◆ Exercise prompt ◆
Please rewrite the lines of the records below, swapping "drill" for "exercise" wherever it occurs and keeping everything else unchanged. Leave the pictures out of your answer.

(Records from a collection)

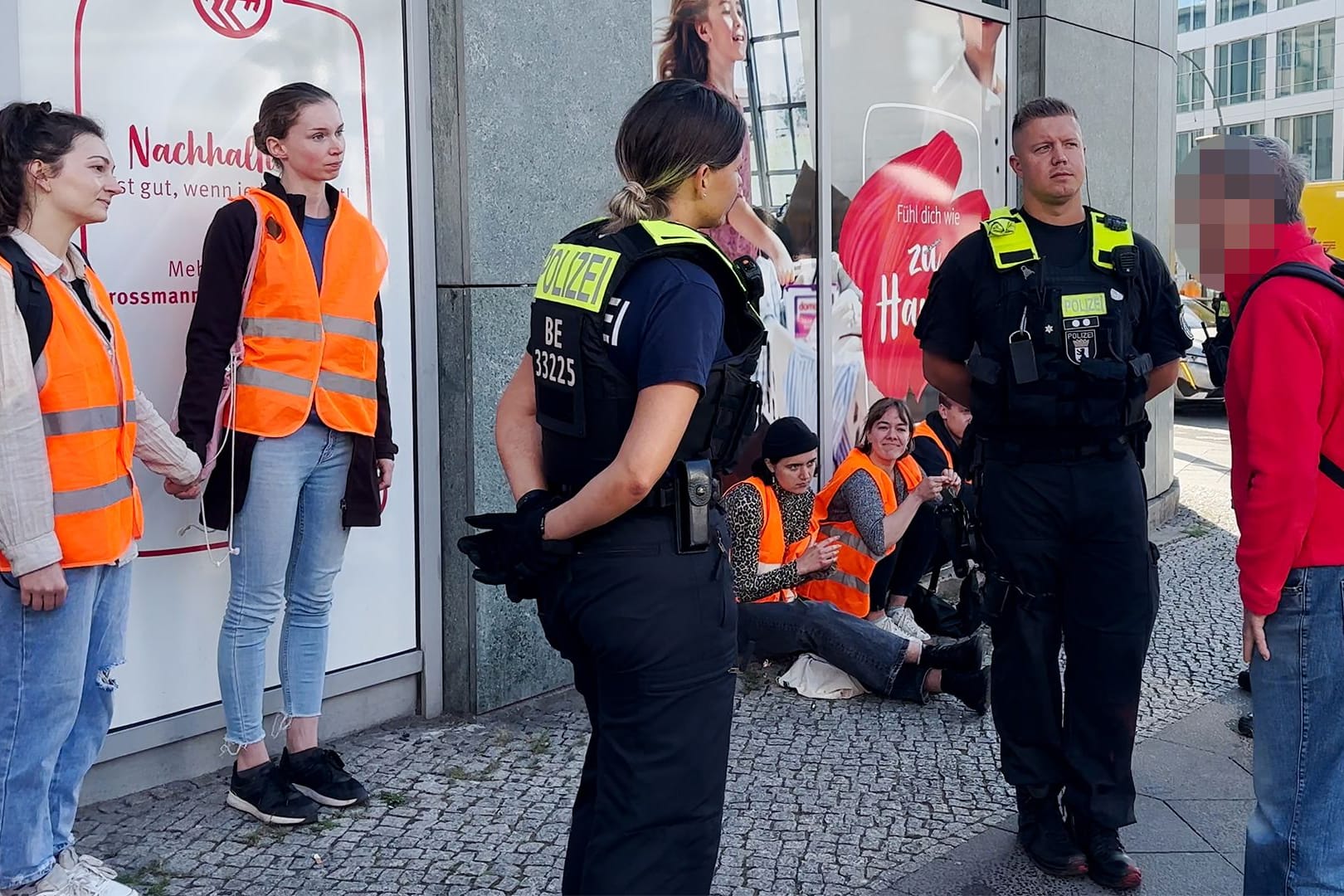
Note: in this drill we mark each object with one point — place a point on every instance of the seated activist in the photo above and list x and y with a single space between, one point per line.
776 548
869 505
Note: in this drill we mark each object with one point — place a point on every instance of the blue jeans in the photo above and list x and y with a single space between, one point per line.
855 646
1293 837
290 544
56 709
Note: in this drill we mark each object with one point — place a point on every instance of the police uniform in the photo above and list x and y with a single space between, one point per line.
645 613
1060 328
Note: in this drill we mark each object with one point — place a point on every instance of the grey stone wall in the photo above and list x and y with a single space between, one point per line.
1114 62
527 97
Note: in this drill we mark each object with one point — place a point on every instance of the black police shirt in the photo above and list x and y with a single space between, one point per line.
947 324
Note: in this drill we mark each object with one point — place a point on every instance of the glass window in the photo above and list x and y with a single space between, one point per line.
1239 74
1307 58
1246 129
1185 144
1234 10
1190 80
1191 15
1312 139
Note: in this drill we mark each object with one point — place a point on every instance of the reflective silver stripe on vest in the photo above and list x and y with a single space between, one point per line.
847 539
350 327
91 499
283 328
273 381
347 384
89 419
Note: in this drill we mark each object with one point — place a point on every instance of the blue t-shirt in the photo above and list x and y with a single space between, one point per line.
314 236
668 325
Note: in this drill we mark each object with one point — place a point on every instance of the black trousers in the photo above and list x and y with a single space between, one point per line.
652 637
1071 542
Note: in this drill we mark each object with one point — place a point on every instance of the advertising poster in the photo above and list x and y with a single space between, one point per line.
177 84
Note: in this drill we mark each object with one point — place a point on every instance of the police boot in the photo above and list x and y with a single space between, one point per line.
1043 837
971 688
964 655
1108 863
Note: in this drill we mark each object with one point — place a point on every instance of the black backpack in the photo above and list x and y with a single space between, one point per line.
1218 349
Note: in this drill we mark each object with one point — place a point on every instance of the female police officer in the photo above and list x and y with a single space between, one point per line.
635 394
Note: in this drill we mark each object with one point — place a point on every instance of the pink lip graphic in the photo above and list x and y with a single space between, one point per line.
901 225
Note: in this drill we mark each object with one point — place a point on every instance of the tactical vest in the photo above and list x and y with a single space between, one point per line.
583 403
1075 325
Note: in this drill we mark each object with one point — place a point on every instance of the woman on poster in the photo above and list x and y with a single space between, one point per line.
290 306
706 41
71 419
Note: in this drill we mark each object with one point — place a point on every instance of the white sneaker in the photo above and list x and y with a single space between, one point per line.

◆ Task solution ◆
Note: in this exercise we mark each object with one point — place a point on every instance of the seated activist in the photo above and list x and y with a single space between, one point per line.
776 548
869 505
Note: in this exercise we mark each object with one point — place a point on every instance of the blue jeans in the photo above and list x and y with a single space between, one point per line.
855 646
1293 837
290 544
56 709
Note: in this exercise we mark each object with one point — place a point on every instance of the police uniform in the photo above and list x and y with a single space between, one point per line.
645 613
1060 328
Note: in this exercise we mark each object with one point — place a point on every instance of the grey stone wall in the photo above and list x and y with a single space between, one point per line.
1114 62
527 97
Note: in this exercise we mark each object with one point — place a point on every instance of the black police shirt in the photo above and list x and y with a single space between, one point per line.
947 324
Note: in this exercise we mark each object with one point — place a point on every instance of the glass window in the photo above and list x and y with a single space between, one point per line.
1239 74
1307 58
1246 129
1185 144
1234 10
1190 80
1191 15
1312 139
Note: in this exercise we mark each object with one point — place a point on every instance of the reflective silver stripe on vest in the photo above and list x and y with a single space between, one point per line.
847 539
350 327
91 499
283 328
273 381
347 384
89 419
Note: in this exercise we mark each object with one point — place a point on every instance of the blue t-shirt in the photo above and list x and y with a single space between, one point per line.
314 236
668 325
Note: in this exercise we mark each object with one point — place a point on every instance of the black trousers in the photo above and list x and y with a single space between, one point per line.
652 637
1071 542
Note: in this exercise we mark each object with one point — place a point on every instance of the advertising poster in the photo above and list x and y with a single space between, one point per line.
177 84
Note: in this exercise we mark each object with one point — place a point on every instance of the police boot in the photo above and list x and y with a single space between, one point per line.
1043 837
971 688
964 655
1108 863
Note: in this exercise we mark each object with one point — place a point on every instance of the black backpack in the photo above and list x and y with a single space between, one point per line.
1218 349
Note: in this exercise we mark each object with one point — place a point on every instance of the female police officer in the photo above and list x and y with a single space between, one point per line.
635 394
Note: in this exercise we mark each object with one point — place a point on every instance of the pink lip graphic in the photo above and list x and y with a single space between, one point per line.
901 225
Note: in this exercise we mark each object with one point — place a point on every instance of the tactical vest in the photo above and list x and y with a single space between, one point per line.
583 403
1075 325
Note: in this exercise we mark each object with one point — place a point on every instance of the woman on poster in the photo above and list x and y with a single space between, one point per line.
290 306
706 41
71 419
Note: in this exercise we mark each object with one point — place a point on every instance of the white sneaker in the photo above and list x and y with a single space between, one point per line.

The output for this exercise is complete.